▶ Task item: Nothing but the data below, returned exactly, should appear in the answer.

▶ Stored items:
Content starts

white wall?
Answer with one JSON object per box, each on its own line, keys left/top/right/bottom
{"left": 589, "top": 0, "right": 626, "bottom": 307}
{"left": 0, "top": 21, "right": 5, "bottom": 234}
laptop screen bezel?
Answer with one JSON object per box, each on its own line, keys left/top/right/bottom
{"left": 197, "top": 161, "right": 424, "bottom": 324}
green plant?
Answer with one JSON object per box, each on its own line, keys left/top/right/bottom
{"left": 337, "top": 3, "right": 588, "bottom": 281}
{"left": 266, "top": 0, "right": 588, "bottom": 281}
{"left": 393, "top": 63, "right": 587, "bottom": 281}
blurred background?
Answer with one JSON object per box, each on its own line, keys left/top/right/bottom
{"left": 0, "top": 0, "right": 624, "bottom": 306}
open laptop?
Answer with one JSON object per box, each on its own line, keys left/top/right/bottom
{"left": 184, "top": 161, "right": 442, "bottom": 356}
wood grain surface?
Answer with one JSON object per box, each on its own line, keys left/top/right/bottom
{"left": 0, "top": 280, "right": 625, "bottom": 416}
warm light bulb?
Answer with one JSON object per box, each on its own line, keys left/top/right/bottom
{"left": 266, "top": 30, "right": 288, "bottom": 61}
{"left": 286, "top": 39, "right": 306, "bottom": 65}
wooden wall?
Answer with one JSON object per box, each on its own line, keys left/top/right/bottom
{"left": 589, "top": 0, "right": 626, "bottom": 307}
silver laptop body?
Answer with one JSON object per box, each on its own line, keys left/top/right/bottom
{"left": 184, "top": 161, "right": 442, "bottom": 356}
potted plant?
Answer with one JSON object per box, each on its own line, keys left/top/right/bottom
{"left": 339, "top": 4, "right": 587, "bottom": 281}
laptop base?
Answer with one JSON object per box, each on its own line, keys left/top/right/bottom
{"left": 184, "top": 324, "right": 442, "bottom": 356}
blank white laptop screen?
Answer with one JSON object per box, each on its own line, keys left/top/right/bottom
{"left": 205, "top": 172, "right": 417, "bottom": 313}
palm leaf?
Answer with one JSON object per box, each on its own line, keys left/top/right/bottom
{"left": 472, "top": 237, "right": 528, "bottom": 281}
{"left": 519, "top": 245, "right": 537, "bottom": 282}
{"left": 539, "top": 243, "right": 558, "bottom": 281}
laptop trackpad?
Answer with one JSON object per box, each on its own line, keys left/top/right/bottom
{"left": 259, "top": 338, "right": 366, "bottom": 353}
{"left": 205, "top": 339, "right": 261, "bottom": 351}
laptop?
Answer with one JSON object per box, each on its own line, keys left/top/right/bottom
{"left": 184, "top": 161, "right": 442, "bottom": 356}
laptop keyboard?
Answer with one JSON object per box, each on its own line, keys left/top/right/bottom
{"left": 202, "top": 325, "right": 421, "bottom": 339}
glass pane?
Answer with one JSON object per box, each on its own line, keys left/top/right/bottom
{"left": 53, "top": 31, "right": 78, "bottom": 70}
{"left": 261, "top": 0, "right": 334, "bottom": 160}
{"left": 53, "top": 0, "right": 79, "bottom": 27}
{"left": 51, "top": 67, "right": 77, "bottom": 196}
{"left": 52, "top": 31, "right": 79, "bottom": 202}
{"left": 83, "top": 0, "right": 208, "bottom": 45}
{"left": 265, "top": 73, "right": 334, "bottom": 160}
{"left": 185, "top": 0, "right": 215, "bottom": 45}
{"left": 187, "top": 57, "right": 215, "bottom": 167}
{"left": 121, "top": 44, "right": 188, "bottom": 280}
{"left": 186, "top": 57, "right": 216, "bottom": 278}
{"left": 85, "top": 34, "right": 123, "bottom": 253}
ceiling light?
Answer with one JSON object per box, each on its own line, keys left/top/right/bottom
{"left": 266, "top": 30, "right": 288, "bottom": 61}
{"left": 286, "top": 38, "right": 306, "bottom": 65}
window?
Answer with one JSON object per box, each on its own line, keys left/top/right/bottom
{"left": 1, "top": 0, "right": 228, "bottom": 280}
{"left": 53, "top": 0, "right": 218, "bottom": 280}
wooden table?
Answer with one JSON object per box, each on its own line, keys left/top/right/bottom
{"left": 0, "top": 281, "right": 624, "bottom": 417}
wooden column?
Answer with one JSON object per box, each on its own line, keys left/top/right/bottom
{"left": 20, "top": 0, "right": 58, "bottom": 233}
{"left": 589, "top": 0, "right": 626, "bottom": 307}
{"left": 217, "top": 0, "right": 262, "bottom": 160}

Content ends

▶ Answer to the problem:
white wall?
Answer with one JSON object per box, each on its own line, keys left/top/right/bottom
{"left": 589, "top": 0, "right": 626, "bottom": 307}
{"left": 0, "top": 21, "right": 5, "bottom": 234}
laptop screen bezel?
Answer with one JSON object per box, each on its own line, keys left/top/right/bottom
{"left": 197, "top": 161, "right": 424, "bottom": 324}
green plant?
Answer with one JSON object per box, each on its own line, keys left/top/right/bottom
{"left": 337, "top": 3, "right": 588, "bottom": 281}
{"left": 266, "top": 0, "right": 588, "bottom": 281}
{"left": 393, "top": 63, "right": 587, "bottom": 281}
blurred background?
Answer with one JSON object per box, each on its own line, keys left/top/right/bottom
{"left": 0, "top": 0, "right": 624, "bottom": 306}
open laptop?
Answer with one JSON object per box, each on its own line, keys left/top/right/bottom
{"left": 184, "top": 161, "right": 442, "bottom": 356}
wood grain surface?
Answer with one JSON object per box, each on its own line, keys left/top/right/bottom
{"left": 0, "top": 280, "right": 625, "bottom": 416}
warm light bulb?
Answer with one JSON object per box, each on its own line, keys left/top/right/bottom
{"left": 266, "top": 30, "right": 288, "bottom": 61}
{"left": 286, "top": 39, "right": 306, "bottom": 65}
wooden wall?
Answer with one JSON object per box, each on its own line, keys left/top/right/bottom
{"left": 589, "top": 0, "right": 626, "bottom": 307}
silver laptop body?
Answer with one JSON object per box, each on its own line, keys left/top/right/bottom
{"left": 184, "top": 161, "right": 442, "bottom": 356}
potted plant?
Answer with one JSON object per box, each on its own line, keys left/top/right/bottom
{"left": 339, "top": 4, "right": 587, "bottom": 281}
laptop base?
Answer with one JSON object per box, each on its own line, keys left/top/right/bottom
{"left": 184, "top": 324, "right": 442, "bottom": 356}
blank white laptop screen?
Answer with one JSON object per box, each on its own line, keys left/top/right/bottom
{"left": 205, "top": 172, "right": 417, "bottom": 313}
palm leaf?
Answer with one JSON object per box, each on its own line, keys left/top/right/bottom
{"left": 472, "top": 237, "right": 528, "bottom": 281}
{"left": 519, "top": 245, "right": 537, "bottom": 282}
{"left": 539, "top": 243, "right": 558, "bottom": 281}
laptop trackpad?
Answer with one JSON object per box, each on its own line, keys left/top/right/bottom
{"left": 259, "top": 338, "right": 366, "bottom": 353}
{"left": 205, "top": 339, "right": 261, "bottom": 351}
laptop?
Answer with one JSON object per box, each on its own line, keys left/top/right/bottom
{"left": 184, "top": 161, "right": 442, "bottom": 356}
laptop keyboard?
Answer with one JSON object per box, each on its own line, keys left/top/right/bottom
{"left": 202, "top": 325, "right": 421, "bottom": 339}
glass pane?
Answer with one JSON object per box, each on its own line, keys left/top/right/bottom
{"left": 53, "top": 31, "right": 78, "bottom": 70}
{"left": 261, "top": 0, "right": 334, "bottom": 160}
{"left": 53, "top": 0, "right": 79, "bottom": 27}
{"left": 51, "top": 67, "right": 77, "bottom": 196}
{"left": 52, "top": 31, "right": 79, "bottom": 202}
{"left": 83, "top": 0, "right": 208, "bottom": 45}
{"left": 265, "top": 73, "right": 334, "bottom": 160}
{"left": 185, "top": 0, "right": 215, "bottom": 45}
{"left": 187, "top": 57, "right": 215, "bottom": 167}
{"left": 121, "top": 44, "right": 188, "bottom": 280}
{"left": 186, "top": 57, "right": 216, "bottom": 278}
{"left": 85, "top": 34, "right": 123, "bottom": 253}
ceiling light?
Answer with one JSON object per box, each on its own line, keys left/top/right/bottom
{"left": 266, "top": 30, "right": 288, "bottom": 61}
{"left": 286, "top": 38, "right": 306, "bottom": 65}
window?
Answer with one JSON object per box, each on its own line, keys left/top/right/bottom
{"left": 1, "top": 0, "right": 228, "bottom": 280}
{"left": 53, "top": 0, "right": 218, "bottom": 280}
wooden table?
Answer with one JSON object per box, each on its own line, keys left/top/right/bottom
{"left": 0, "top": 281, "right": 624, "bottom": 417}
wooden column?
Answer with one JSON object per box, each on its own line, keys left/top/right/bottom
{"left": 20, "top": 0, "right": 58, "bottom": 233}
{"left": 589, "top": 0, "right": 626, "bottom": 307}
{"left": 217, "top": 0, "right": 262, "bottom": 160}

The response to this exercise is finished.